Segment Start: Supplied material

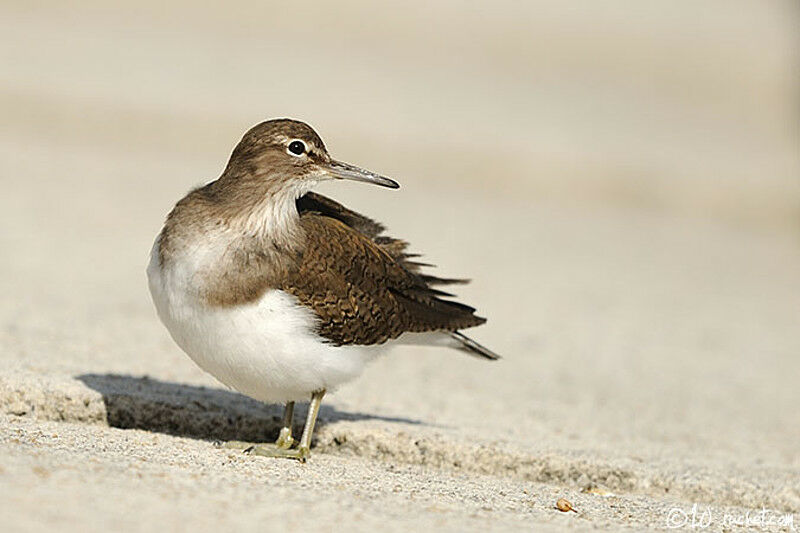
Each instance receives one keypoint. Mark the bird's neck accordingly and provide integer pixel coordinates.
(262, 208)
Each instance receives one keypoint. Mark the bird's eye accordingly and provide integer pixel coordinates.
(297, 148)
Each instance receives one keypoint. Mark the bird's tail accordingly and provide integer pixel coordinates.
(468, 345)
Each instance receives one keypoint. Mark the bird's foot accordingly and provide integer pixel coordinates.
(285, 439)
(301, 453)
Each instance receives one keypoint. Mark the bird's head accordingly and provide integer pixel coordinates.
(289, 152)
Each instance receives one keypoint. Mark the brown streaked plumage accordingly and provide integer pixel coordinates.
(278, 291)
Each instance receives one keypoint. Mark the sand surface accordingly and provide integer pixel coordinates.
(646, 308)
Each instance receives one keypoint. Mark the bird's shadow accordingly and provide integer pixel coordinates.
(200, 412)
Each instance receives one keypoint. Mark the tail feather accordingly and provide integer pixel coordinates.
(473, 348)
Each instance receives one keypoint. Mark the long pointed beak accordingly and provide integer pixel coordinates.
(346, 171)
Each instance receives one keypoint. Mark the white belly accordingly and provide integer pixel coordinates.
(267, 349)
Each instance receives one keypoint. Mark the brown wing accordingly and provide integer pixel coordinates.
(397, 248)
(363, 293)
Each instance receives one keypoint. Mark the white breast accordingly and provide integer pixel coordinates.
(267, 349)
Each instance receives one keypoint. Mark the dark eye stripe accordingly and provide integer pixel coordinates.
(297, 147)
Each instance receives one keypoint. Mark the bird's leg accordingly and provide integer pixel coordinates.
(284, 439)
(302, 452)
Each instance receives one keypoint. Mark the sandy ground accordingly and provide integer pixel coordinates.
(648, 316)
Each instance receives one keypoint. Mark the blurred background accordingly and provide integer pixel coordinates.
(620, 179)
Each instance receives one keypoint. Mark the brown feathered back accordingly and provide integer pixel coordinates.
(361, 284)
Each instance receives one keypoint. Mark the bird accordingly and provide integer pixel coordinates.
(282, 293)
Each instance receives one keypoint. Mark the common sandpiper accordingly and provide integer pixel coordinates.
(283, 294)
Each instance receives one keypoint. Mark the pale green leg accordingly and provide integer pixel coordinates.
(281, 448)
(284, 440)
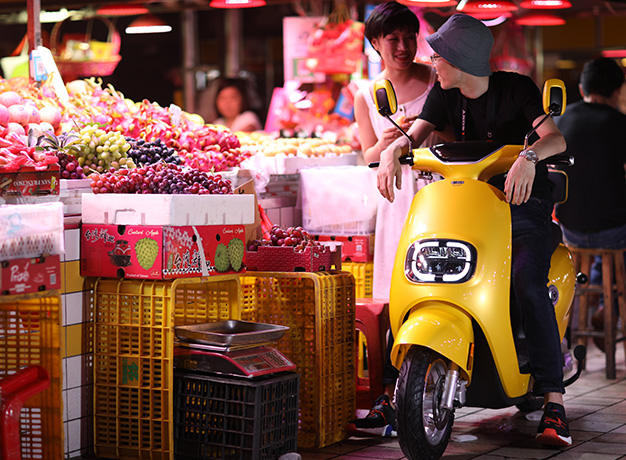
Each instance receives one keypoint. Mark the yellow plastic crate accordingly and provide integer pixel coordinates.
(363, 273)
(30, 333)
(319, 309)
(133, 366)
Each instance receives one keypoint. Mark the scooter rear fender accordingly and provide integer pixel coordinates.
(440, 326)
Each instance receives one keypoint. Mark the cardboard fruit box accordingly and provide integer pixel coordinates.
(356, 248)
(30, 275)
(29, 182)
(288, 259)
(172, 210)
(161, 252)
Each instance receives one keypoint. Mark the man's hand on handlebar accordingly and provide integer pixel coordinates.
(519, 181)
(389, 172)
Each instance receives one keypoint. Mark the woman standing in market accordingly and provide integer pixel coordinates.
(232, 106)
(392, 29)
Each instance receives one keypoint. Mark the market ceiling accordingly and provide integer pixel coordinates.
(578, 8)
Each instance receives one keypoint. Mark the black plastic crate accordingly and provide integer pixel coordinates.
(233, 418)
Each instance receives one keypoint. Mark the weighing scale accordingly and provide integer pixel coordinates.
(238, 348)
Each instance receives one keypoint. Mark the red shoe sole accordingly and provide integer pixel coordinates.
(550, 438)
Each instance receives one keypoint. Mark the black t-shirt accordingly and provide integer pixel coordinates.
(597, 184)
(504, 115)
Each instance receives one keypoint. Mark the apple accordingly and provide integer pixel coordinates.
(51, 115)
(16, 128)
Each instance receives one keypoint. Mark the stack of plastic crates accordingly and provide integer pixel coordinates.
(363, 273)
(30, 334)
(133, 366)
(217, 417)
(319, 309)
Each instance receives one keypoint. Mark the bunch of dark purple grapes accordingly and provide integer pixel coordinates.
(68, 164)
(295, 237)
(145, 152)
(161, 178)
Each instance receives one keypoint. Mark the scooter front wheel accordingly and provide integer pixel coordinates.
(424, 427)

Segment End: Supplied material

**Required work:** Up to and including the last line above, starting with the line that contains "Each instance receives one keypoint. Mark the scooter front", return each line exactly and nothing else.

**Written response:**
Each instance receives one keypoint. Mark the scooter front wheel accordingly and provide integer pixel coordinates.
(424, 427)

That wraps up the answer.